Excerpts of pointing data
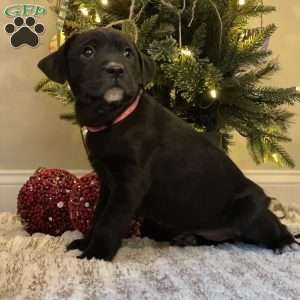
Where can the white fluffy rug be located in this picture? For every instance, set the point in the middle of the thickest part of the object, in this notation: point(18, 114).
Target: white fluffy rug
point(36, 267)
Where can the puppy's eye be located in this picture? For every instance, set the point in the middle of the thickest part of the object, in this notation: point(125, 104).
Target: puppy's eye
point(127, 52)
point(88, 52)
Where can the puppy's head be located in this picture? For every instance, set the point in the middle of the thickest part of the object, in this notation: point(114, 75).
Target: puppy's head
point(105, 71)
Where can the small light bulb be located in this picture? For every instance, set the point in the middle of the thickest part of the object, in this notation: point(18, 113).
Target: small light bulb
point(84, 11)
point(213, 94)
point(186, 52)
point(97, 19)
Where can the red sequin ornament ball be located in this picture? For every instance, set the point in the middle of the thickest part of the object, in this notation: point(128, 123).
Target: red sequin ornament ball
point(83, 199)
point(43, 201)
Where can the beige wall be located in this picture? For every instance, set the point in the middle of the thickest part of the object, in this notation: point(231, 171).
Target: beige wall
point(286, 46)
point(32, 134)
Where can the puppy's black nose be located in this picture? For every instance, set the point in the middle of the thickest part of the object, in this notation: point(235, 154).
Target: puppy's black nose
point(114, 69)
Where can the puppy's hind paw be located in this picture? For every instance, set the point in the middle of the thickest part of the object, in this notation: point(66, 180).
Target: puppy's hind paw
point(80, 244)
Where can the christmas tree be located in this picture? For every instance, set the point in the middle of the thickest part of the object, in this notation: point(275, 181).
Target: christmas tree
point(210, 65)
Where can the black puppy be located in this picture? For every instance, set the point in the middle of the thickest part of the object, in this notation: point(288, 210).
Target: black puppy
point(152, 163)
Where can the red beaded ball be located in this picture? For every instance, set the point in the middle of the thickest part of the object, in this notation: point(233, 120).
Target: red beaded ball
point(83, 197)
point(43, 201)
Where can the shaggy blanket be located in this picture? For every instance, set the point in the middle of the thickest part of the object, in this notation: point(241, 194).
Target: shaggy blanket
point(37, 267)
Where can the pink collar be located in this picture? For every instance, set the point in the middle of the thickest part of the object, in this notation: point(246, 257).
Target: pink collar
point(129, 110)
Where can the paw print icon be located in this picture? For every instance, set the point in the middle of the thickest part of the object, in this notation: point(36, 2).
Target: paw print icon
point(24, 31)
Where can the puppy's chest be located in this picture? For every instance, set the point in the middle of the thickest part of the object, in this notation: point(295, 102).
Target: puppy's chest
point(111, 151)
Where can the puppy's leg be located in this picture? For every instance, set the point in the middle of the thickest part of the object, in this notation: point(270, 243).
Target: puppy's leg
point(82, 244)
point(114, 216)
point(255, 223)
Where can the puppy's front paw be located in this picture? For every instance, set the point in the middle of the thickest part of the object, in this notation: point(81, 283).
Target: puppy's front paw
point(79, 244)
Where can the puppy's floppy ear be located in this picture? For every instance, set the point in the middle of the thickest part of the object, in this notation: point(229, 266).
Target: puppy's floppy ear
point(147, 68)
point(55, 64)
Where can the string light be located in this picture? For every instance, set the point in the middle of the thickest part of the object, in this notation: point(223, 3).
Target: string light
point(213, 94)
point(97, 19)
point(84, 11)
point(104, 2)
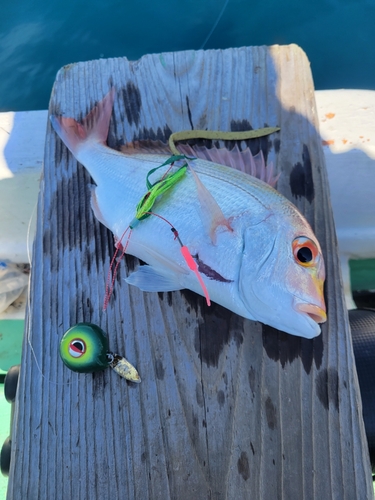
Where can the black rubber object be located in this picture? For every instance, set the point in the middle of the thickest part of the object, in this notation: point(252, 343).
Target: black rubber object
point(362, 324)
point(10, 383)
point(5, 457)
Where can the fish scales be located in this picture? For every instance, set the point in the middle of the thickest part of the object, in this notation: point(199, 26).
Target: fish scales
point(256, 253)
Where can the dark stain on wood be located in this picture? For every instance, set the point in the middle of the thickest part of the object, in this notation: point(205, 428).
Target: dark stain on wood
point(301, 179)
point(189, 113)
point(60, 149)
point(199, 394)
point(132, 102)
point(159, 369)
point(221, 398)
point(327, 387)
point(252, 376)
point(285, 348)
point(161, 134)
point(243, 466)
point(270, 413)
point(215, 329)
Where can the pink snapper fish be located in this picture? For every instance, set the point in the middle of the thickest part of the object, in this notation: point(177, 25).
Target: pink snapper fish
point(256, 253)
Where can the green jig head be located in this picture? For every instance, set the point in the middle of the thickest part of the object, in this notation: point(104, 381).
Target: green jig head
point(84, 349)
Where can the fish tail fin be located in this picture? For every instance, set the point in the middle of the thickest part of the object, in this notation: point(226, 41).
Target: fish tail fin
point(94, 126)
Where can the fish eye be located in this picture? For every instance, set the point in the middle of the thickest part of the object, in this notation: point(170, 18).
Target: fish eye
point(304, 255)
point(305, 251)
point(77, 348)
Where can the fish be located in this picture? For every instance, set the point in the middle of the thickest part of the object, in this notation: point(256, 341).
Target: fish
point(256, 253)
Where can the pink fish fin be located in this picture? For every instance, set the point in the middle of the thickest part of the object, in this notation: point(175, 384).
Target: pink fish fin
point(240, 160)
point(211, 214)
point(95, 206)
point(145, 146)
point(94, 126)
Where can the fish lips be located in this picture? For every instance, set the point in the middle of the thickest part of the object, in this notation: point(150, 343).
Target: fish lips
point(315, 312)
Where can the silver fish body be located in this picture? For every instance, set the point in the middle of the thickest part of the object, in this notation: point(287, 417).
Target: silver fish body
point(253, 266)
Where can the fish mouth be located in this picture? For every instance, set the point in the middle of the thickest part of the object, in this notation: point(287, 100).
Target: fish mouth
point(316, 313)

WORK INSTRUCTIONS: Resize the point coordinates in the records from the line with "Where can the puppy's floppy" up to and including the line with "point(215, 329)", multiplying each answer coordinate by 2.2 and rounding to whole numbers with halves rounded up. Reproduce every line in that span, requests included, with the notation samples in the requests unchanged, and omit the pictures.

RESULT:
Where can the puppy's floppy ear be located in this picture? For every instance, set the point in the middle of the thickest part of the object, in this notation: point(229, 266).
Target: puppy's floppy ear
point(323, 150)
point(121, 141)
Where can the string light be located in this picture? For every instance, set the point in the middle of the thickest part of the object, in this notation: point(223, 3).
Target: string light
point(469, 207)
point(213, 42)
point(185, 24)
point(229, 4)
Where can the black rubber object be located in this picture? For every instance, set the point in the middle of the thickest part of the object, in this notation: point(252, 343).
Target: black rubber object
point(796, 713)
point(22, 843)
point(11, 1005)
Where can the fish scales be located in this picture? For every instance, set the point in the middle of the thickest part of the object, in this notation: point(199, 26).
Target: fish scales
point(563, 557)
Where can the dark stain on wood be located in this picture? For every instance, set the point in the middle of the thickest part of the object, in this notation: point(205, 428).
Target: dark stain on wood
point(662, 394)
point(416, 249)
point(132, 328)
point(438, 867)
point(290, 224)
point(350, 812)
point(486, 876)
point(719, 851)
point(554, 827)
point(627, 766)
point(354, 295)
point(535, 1025)
point(594, 909)
point(473, 724)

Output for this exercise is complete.